GIVEN PROBLEM -
Say how many of the lines below contain the string "green". Case counts, and your reply should be the number alone.

========================================================================

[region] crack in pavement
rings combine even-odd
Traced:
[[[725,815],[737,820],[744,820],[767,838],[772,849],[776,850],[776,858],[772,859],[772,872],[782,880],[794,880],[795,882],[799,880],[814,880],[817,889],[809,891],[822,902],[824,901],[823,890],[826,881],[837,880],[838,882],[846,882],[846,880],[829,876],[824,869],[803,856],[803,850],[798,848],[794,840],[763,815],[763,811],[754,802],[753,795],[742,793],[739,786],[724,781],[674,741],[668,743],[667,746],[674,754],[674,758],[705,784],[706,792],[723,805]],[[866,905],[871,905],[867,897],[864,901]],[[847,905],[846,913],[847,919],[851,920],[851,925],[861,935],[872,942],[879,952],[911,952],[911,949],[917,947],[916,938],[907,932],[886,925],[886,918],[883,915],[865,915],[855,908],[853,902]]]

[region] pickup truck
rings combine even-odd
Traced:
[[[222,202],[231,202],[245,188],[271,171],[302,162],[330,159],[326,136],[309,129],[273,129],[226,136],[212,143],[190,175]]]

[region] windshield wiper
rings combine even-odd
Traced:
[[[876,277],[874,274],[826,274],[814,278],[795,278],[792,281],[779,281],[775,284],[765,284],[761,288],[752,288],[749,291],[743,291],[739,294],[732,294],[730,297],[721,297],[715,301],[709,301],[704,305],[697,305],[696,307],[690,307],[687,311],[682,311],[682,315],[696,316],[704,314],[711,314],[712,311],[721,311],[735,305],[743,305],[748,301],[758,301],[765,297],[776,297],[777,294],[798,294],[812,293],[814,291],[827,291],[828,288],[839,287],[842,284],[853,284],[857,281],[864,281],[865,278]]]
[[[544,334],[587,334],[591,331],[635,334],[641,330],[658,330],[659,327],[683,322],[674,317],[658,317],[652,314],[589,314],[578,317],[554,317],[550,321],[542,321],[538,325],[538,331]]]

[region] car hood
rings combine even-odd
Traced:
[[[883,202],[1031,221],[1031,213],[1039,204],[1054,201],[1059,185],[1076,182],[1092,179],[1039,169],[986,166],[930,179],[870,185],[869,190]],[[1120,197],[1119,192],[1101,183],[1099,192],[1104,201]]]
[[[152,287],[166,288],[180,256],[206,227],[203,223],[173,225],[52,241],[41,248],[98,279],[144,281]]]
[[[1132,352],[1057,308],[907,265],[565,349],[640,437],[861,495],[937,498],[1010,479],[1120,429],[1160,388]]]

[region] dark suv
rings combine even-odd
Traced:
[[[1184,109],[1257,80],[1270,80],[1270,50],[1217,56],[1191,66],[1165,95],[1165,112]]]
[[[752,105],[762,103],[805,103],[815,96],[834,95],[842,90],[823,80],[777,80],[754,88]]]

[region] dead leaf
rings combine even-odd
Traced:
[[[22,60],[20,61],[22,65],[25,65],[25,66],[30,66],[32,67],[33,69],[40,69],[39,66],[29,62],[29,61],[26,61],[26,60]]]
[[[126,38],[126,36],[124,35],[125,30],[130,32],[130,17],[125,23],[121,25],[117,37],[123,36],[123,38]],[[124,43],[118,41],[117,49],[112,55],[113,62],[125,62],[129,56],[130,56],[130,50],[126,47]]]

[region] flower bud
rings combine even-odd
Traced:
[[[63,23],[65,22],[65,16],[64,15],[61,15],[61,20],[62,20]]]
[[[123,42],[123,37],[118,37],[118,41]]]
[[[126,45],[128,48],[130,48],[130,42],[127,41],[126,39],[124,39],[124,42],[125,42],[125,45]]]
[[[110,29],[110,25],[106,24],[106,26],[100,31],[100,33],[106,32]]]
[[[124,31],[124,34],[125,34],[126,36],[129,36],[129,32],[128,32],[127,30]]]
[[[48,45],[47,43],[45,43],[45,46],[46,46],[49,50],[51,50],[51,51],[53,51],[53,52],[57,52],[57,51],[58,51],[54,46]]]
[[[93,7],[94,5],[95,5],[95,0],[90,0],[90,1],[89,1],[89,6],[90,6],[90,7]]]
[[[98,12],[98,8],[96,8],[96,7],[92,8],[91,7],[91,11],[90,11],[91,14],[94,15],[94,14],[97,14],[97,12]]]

========================================================================

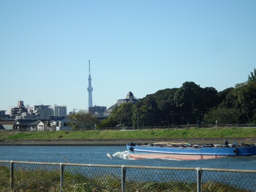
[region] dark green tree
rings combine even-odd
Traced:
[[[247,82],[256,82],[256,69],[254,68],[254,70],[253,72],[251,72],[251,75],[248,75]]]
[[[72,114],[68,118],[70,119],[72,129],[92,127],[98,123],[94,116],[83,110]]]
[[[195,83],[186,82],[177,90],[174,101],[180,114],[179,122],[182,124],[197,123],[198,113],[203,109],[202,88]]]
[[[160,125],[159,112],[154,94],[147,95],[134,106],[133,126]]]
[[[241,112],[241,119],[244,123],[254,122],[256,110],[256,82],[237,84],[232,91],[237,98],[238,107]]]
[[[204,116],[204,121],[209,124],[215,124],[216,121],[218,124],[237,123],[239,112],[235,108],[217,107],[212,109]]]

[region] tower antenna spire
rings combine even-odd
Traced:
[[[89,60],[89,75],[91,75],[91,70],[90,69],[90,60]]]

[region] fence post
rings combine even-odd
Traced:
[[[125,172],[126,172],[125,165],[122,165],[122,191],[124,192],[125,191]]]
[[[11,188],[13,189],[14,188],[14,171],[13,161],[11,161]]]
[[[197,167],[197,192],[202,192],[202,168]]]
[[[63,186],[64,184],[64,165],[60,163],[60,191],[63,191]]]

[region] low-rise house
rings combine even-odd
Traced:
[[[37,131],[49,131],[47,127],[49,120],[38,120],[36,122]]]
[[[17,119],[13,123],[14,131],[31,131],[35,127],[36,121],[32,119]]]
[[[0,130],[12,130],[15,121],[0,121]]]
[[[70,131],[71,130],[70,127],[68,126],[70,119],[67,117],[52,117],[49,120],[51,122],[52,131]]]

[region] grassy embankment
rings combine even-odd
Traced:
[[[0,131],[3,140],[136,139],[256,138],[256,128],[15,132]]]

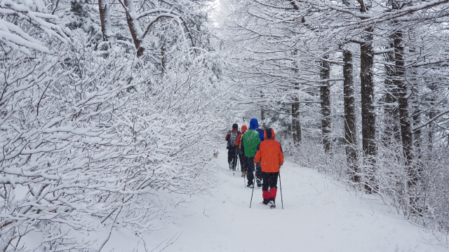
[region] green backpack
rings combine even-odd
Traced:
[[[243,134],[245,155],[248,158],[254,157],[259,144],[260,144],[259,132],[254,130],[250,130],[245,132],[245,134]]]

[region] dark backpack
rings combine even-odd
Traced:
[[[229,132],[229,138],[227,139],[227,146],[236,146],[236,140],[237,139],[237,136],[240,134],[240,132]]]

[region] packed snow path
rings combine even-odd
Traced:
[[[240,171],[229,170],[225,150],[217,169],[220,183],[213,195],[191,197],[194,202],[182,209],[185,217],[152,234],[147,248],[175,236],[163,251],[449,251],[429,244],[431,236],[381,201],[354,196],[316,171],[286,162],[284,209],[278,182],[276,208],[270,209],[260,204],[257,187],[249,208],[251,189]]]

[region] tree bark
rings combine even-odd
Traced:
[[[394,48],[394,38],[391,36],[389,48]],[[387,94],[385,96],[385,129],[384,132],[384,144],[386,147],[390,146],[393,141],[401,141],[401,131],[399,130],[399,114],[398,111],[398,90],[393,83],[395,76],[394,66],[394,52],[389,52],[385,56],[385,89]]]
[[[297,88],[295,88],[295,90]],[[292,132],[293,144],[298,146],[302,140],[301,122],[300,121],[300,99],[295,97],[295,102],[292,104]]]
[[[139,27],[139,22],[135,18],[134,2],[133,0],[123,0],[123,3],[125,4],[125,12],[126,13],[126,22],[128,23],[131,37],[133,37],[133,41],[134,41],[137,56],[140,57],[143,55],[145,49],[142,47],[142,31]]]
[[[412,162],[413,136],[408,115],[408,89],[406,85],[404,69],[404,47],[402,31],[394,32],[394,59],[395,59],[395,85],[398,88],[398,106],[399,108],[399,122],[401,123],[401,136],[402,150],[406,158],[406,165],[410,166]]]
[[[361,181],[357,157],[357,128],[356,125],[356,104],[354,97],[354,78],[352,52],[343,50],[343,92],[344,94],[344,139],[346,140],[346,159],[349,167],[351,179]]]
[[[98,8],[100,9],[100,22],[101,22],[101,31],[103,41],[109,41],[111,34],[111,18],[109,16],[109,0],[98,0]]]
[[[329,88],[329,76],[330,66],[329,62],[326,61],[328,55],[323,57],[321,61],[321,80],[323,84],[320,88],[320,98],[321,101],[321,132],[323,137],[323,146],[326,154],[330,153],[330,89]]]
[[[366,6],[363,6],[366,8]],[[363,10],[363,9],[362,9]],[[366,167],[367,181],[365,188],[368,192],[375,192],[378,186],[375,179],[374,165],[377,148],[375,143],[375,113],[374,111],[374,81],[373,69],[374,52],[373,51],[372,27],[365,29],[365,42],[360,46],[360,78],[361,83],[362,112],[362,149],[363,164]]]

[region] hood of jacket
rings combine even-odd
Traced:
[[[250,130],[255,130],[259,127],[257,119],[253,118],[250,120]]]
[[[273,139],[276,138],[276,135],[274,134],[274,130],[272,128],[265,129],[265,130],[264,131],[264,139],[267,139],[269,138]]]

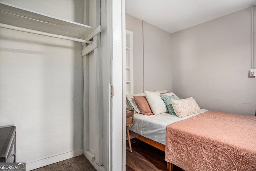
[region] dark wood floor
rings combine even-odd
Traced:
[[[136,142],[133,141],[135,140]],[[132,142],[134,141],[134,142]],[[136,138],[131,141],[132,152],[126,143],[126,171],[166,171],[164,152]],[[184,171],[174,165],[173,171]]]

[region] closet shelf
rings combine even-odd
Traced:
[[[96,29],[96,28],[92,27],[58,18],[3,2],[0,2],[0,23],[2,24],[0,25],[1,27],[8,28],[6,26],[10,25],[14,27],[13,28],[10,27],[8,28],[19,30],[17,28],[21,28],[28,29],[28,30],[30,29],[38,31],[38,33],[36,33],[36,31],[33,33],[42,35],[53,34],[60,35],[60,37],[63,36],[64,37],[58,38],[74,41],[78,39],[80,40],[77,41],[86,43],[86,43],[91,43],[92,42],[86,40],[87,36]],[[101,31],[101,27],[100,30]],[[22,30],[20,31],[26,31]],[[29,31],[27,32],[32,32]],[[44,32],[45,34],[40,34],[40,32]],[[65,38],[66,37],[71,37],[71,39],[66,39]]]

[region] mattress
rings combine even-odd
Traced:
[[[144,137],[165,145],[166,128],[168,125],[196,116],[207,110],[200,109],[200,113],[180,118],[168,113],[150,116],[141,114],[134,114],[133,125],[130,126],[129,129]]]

========================================================================

COMPLETE OUTPUT -
2